## Aim of the exercise
The lines to copy are those holding the string "negative" in the entries below.

Start of Given data

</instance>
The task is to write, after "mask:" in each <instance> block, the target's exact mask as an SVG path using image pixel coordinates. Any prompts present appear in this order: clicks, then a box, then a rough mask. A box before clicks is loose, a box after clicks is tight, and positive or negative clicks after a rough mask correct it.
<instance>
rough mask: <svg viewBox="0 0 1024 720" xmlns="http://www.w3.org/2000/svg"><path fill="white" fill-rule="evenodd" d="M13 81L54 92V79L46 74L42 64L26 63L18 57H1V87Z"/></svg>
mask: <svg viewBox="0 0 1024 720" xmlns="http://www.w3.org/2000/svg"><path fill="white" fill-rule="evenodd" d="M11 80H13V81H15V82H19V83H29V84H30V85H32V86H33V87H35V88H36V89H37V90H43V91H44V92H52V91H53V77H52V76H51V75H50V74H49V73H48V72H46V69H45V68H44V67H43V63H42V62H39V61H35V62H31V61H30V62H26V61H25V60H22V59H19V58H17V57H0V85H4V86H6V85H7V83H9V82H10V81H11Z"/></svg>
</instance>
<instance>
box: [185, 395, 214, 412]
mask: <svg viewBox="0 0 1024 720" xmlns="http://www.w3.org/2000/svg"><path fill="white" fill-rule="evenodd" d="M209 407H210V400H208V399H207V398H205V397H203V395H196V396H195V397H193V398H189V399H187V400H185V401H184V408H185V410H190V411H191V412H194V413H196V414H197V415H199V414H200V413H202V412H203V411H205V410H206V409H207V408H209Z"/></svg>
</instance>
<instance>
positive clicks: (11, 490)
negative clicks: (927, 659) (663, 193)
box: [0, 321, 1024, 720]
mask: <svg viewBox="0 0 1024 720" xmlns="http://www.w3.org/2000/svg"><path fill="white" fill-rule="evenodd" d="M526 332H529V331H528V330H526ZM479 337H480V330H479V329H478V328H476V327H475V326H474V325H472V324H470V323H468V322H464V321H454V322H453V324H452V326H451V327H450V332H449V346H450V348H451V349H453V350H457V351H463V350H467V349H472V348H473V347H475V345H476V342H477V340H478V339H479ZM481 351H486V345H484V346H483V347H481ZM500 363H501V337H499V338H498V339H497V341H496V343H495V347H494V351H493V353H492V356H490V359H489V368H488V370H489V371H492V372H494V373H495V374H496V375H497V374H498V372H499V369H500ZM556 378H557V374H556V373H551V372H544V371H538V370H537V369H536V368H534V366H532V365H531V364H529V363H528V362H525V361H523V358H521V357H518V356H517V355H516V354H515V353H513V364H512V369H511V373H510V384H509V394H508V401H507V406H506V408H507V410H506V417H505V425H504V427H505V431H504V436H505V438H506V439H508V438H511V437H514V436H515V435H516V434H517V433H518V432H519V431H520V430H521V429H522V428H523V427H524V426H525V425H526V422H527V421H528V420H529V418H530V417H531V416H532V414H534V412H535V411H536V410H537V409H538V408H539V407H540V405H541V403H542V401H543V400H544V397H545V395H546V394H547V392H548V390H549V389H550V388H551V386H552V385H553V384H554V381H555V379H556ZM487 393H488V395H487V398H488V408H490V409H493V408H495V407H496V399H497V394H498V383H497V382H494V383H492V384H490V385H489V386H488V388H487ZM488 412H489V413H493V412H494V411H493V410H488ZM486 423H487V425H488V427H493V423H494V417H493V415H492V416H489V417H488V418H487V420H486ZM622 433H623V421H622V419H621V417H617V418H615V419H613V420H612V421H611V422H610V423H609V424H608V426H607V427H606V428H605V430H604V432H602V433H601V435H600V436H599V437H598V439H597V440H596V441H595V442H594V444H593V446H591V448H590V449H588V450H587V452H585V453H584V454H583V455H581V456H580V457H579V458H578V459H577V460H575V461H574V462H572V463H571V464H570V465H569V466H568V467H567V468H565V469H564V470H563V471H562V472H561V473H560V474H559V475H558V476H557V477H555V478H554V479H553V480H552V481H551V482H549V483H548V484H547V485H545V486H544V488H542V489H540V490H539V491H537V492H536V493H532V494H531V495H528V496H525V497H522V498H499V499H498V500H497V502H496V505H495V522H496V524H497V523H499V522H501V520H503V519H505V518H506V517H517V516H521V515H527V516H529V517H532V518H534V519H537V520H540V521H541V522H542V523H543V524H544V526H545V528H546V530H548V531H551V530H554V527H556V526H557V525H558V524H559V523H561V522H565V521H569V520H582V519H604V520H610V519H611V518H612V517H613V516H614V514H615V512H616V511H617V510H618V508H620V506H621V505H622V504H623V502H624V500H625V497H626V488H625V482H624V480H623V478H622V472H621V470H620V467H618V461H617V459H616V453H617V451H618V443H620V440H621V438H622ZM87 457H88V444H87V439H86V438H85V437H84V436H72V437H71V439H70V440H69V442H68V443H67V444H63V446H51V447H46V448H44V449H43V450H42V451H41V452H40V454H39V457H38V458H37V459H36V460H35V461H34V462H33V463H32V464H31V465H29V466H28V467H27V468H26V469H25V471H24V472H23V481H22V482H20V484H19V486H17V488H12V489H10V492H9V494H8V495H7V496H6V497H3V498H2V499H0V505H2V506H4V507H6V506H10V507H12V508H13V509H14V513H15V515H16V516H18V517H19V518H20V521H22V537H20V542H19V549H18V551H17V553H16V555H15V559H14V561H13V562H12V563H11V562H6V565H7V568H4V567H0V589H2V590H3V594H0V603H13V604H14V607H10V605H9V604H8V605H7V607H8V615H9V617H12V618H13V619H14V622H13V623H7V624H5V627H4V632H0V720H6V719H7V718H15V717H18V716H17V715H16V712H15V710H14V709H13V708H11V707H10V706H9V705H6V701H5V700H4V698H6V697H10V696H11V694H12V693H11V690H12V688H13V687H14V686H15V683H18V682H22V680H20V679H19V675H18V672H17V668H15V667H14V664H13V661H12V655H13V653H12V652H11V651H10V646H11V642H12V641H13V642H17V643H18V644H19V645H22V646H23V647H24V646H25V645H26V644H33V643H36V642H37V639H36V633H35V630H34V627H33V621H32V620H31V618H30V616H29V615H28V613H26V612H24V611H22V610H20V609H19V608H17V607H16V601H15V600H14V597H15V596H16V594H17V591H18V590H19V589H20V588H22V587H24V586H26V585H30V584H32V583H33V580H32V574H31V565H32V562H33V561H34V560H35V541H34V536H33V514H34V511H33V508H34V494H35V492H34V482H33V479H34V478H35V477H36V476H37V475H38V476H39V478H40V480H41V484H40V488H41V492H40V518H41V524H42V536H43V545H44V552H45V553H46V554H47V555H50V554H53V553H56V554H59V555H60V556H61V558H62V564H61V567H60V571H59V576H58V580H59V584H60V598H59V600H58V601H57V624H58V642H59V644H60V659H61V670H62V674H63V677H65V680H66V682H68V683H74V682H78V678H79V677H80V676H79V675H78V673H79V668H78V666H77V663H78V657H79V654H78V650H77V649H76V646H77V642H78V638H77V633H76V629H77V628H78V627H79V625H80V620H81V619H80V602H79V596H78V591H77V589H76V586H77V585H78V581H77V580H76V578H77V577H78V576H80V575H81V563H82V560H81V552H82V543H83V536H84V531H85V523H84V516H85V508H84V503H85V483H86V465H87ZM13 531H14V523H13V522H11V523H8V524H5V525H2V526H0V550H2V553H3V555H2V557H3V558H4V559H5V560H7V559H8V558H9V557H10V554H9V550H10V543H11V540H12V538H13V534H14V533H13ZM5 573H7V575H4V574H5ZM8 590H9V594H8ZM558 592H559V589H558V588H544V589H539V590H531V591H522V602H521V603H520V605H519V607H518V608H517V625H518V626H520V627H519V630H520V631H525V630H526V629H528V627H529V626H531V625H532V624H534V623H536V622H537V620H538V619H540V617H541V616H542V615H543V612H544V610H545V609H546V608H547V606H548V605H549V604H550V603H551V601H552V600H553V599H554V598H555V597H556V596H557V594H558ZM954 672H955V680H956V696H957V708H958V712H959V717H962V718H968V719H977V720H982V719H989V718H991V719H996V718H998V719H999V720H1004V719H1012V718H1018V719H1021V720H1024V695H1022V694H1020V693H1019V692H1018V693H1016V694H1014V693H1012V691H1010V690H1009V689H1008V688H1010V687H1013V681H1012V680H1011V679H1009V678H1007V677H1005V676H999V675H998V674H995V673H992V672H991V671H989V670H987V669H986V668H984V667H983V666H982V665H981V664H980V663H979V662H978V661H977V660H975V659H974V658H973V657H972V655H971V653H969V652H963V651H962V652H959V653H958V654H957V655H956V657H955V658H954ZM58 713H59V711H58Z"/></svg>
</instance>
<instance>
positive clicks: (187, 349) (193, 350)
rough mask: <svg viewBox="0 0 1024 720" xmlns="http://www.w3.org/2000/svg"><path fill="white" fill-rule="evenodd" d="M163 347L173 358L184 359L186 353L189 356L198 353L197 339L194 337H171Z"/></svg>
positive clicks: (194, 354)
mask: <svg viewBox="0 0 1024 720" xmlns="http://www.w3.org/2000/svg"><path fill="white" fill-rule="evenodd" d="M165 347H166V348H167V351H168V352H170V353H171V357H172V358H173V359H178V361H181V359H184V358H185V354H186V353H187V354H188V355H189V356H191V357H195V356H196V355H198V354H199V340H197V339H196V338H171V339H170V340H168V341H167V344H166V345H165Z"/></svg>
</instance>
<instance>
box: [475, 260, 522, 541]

End of Given data

## Task solution
The task is to write, after "mask:" in each <instance> block, the target's exact mask as an SVG path using image pixel coordinates. Any prompts present appear in this order: clicks, then a box, then a rough mask. A box before clicks is loose, a box after clicks is tight, and positive or negative clicks after a rough mask correct it.
negative clicks: (927, 659) (663, 193)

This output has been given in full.